> [Dataset]:

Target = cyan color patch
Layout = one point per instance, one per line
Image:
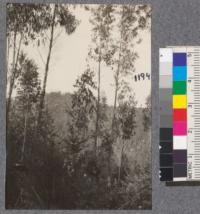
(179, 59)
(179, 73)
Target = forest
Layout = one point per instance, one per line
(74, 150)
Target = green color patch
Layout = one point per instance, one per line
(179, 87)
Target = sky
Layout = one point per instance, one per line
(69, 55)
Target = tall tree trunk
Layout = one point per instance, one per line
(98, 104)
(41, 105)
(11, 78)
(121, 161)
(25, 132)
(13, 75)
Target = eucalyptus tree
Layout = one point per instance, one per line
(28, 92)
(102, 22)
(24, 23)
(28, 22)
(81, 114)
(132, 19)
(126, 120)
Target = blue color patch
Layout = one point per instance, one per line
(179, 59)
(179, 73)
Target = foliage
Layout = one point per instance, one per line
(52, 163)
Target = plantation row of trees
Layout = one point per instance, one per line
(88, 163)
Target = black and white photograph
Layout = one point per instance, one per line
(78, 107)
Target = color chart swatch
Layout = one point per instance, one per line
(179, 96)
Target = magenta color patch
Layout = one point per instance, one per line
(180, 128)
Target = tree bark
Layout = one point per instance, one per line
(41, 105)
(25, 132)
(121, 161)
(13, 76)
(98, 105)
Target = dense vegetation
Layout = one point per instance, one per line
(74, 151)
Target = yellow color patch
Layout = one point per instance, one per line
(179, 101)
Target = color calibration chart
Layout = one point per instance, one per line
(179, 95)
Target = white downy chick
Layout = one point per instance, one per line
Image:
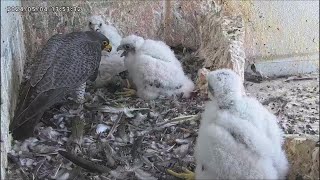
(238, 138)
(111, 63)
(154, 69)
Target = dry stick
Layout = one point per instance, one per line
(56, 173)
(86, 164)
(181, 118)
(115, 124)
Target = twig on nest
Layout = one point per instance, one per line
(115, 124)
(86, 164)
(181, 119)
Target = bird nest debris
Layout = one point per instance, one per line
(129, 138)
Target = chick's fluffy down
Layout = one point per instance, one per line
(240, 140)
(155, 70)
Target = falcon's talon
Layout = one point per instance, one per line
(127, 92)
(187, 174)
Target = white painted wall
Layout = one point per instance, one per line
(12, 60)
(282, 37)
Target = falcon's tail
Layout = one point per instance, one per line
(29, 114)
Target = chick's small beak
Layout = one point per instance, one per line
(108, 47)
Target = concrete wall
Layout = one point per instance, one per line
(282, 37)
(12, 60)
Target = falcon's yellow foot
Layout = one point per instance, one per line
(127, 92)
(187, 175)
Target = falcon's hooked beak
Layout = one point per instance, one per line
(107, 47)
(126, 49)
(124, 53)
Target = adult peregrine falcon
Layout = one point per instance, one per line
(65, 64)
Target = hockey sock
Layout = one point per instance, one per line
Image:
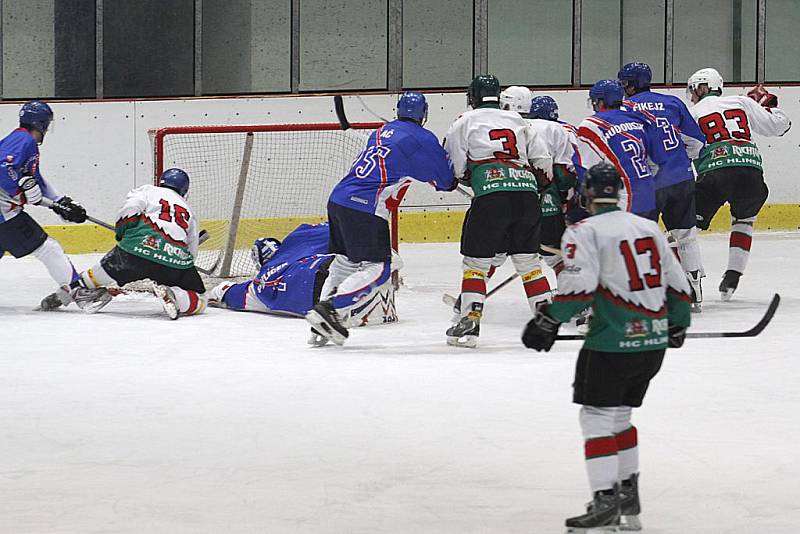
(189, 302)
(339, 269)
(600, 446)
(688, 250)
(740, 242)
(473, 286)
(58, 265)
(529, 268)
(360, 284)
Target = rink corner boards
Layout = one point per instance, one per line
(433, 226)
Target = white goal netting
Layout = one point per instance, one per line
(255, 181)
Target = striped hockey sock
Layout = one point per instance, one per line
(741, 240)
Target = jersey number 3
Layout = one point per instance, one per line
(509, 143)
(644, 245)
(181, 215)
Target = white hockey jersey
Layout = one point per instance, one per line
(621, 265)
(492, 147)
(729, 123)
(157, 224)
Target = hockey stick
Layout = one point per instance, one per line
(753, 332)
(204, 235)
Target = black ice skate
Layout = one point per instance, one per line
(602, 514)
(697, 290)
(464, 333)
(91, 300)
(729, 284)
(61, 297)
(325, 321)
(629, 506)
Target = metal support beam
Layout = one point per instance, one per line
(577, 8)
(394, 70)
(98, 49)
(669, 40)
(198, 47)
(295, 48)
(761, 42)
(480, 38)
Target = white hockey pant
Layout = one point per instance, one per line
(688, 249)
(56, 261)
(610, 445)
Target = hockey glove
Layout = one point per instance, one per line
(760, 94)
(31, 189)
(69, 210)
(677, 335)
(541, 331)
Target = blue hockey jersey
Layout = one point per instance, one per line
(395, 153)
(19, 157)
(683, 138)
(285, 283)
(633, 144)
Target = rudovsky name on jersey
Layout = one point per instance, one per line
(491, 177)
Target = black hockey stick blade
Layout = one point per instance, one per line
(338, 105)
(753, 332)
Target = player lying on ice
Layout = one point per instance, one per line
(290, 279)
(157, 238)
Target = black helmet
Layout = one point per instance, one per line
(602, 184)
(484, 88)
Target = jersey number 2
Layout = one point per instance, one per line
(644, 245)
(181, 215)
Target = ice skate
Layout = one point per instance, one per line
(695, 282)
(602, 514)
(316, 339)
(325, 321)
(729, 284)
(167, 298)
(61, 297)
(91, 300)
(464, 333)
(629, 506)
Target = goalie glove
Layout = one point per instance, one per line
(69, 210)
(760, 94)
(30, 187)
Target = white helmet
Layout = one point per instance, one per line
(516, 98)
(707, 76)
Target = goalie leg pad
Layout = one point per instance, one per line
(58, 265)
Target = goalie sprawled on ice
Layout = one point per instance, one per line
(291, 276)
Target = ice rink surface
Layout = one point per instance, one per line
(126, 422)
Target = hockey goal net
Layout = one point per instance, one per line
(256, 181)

> [What you have to do]: Please copy the records from the line holding "Target = black helmet" through the end of the records, both included, with "goalie" changed to "goaltender" and everything else left the same.

> [Full answer]:
Target = black helmet
Layout = one point per instance, one per line
(602, 184)
(484, 88)
Target = jersey number 2
Layout = one point per instance, one per line
(644, 245)
(181, 215)
Target = ice skate
Layout = one point per instance, one per line
(695, 282)
(602, 514)
(316, 339)
(325, 321)
(729, 284)
(167, 298)
(61, 297)
(91, 300)
(464, 333)
(629, 506)
Target = goaltender glove
Layout = one point per instance, one per line
(69, 210)
(760, 94)
(30, 187)
Target = white helmet
Layout = one point per instance, one per line
(516, 98)
(707, 76)
Target = goaltender leg pad
Layout = one point per instance, one per line
(58, 265)
Target = goaltender sprawled on ice
Layout = one point per instance, one per line
(291, 276)
Target = ice rink surface
Layout = one point per instance, one per line
(126, 422)
Target = hockey goal net
Layout = one point per instance, one per line
(256, 181)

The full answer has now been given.